### TEXT UNDER STUDY
※

By the time Jiles left his family, Texarkana had progressed substantially. Jay Gould passed through the town in March of 1880. “Texarkana will grow,” he informed Mayor Beidlee. The town had an opera house and brick buildings, a newspaper, and many stump-free streets. A month after Gould’s visit, it had its first Bath Rooms, installed in the rear of the white-managed City Barber Shop. Hot Baths were 25¢, Cold 20¢, Salt 25¢, Sulphur 50¢. Blacks enjoyed some freedoms. In the year 1881–82, half the men who served on juries were Black. But neither material nor social progress affected Florence Joplin to any great extent. Left with the responsibility of five children aged twelve down to infancy (Monroe had a job as a cook and had moved out before Jiles left), she concentrated on providing for them. While she had earned money previously by taking in washing and ironing, (33) it was not enough to support her family.
Probably to find less expensive living quarters, she moved her family over to the larger Black section on the Arkansas side of Texarkana, to the area called Near-Town and to a house at 618 Hazel Street on the corner of Sixth. (34) The area was one of sand flats, the sand so deep that you bogged down in it when you walked; and as it was at the foot of a hill extending downward from the east, it flooded every time there were heavy rains. In the late spring it was a veritable mud flat. (35) The house at 618 Hazel was on the edge of the Black section, in a neighborhood that was quite racially integrated. While Blacks lived on the even-numbered side of the street, mostly whites lived on the odd-numbered side. (36)
At about the same time Florence and her young children moved, the infant and still informally organized Canaan Baptist Church also moved from Mrs. Samuels’ parlor on Eighth Street to the recently evacuated Dyckman Hide house on Ash and East Ninth Street. It was not a church building per se, but it was large and roomy and far better suited to the needs of the congregation than Mrs. Samuels’ parlor. The members made simple board benches and fashioned a makeshift pulpit and looked forward to the time when, new members having been attracted by the existence of a separate building in which to worship, Canaan would be officially recognized and organized by Mt. Zion. (37) Florence Joplin became caretaker of the church. (38)
Florence also worked as a domestic for white families in the area, among them the Cooks on Hazel Street. The Cooks owned a piano, and Florence realized here was an opportunity for Scott to practice on the instrument. She requested and received Mrs. Cook’s consent to take Scott along when she went there to clean. (39) While his mother dusted and mopped around him, young Scott sat on the high bench of the Cooks’ upright in the parlor and practiced the scales his teachers had taught him. As he grew bolder, he began to try his hand at playing the sheet music the Cooks had—sentimental ballads by Stephen Foster, perhaps, minstrel tunes, folios of European piano music, and undoubtedly a march by John Philip Sousa, whose music was becoming immensely popular all over the country. And as he grew bolder still, perhaps he experimented with tunes of his own. He was blessed with two characteristics important to a composer/musician. He had perfect pitch. If a chord were struck on a piano in the next room, Scott could walk into the room and duplicate the chord exactly. (40) He also had the ability to remember tunes and fragments of tunes that he had heard years before. Already he was taking those remembered tunes and incorporating them, with elements of his own, into original compositions.

※

### TASK DIRECTIONS
Quote the section of the Texarkana passage that begins with the words containing "At about the" and ends with "the church. (38)". These rows come from a separate source, not from the Texarkana passage.

※

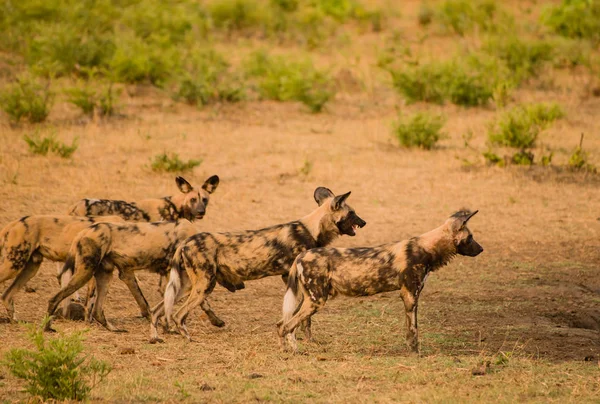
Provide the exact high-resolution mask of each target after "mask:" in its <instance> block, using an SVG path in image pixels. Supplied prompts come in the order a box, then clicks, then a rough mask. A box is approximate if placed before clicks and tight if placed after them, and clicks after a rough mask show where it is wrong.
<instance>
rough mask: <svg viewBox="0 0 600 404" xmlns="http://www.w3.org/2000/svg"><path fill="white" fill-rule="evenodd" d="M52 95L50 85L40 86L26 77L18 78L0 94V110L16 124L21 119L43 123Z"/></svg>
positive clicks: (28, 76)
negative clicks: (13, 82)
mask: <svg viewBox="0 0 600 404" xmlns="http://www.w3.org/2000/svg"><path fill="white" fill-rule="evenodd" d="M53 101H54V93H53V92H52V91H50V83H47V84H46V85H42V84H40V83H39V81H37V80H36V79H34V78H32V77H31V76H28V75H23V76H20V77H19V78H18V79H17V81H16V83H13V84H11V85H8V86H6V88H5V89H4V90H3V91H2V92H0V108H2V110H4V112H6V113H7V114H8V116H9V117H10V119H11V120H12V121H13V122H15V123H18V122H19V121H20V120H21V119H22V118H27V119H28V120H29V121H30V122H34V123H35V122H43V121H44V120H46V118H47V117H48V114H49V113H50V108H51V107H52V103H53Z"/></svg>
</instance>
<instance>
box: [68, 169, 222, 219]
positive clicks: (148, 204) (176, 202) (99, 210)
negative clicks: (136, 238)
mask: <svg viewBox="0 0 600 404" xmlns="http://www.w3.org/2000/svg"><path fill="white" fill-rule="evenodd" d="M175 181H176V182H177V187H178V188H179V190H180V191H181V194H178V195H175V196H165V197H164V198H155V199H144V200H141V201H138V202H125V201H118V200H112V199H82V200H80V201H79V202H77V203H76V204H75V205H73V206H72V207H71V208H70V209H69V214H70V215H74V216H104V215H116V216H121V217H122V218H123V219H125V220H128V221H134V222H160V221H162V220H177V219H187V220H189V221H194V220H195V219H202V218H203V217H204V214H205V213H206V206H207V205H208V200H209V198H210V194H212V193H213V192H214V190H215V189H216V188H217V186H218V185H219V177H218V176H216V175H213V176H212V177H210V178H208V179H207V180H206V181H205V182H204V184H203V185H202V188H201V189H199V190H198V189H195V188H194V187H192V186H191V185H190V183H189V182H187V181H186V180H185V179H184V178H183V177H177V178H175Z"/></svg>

※

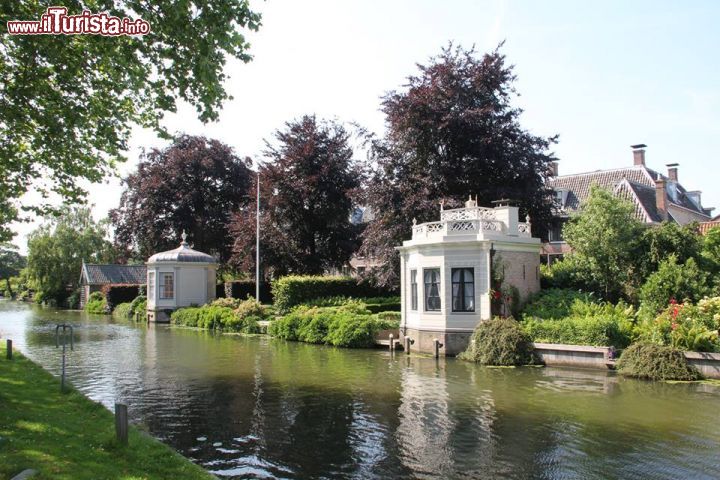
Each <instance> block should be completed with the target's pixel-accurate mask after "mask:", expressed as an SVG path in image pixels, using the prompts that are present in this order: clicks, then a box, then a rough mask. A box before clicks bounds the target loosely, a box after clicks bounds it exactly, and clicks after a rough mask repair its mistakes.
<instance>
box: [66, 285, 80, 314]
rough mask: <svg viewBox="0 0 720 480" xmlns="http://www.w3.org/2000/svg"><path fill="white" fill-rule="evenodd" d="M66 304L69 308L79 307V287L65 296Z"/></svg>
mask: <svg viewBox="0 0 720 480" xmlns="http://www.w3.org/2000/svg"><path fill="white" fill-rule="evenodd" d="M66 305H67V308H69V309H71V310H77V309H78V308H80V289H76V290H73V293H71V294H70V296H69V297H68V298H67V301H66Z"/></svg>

※

### TASK RESPONSE
At about the same time Florence and her young children moved, the infant and still informally organized Canaan Baptist Church also moved from Mrs. Samuels’ parlor on Eighth Street to the recently evacuated Dyckman Hide house on Ash and East Ninth Street. It was not a church building per se, but it was large and roomy and far better suited to the needs of the congregation than Mrs. Samuels’ parlor. The members made simple board benches and fashioned a makeshift pulpit and looked forward to the time when, new members having been attracted by the existence of a separate building in which to worship, Canaan would be officially recognized and organized by Mt. Zion. (37) Florence Joplin became caretaker of the church. (38)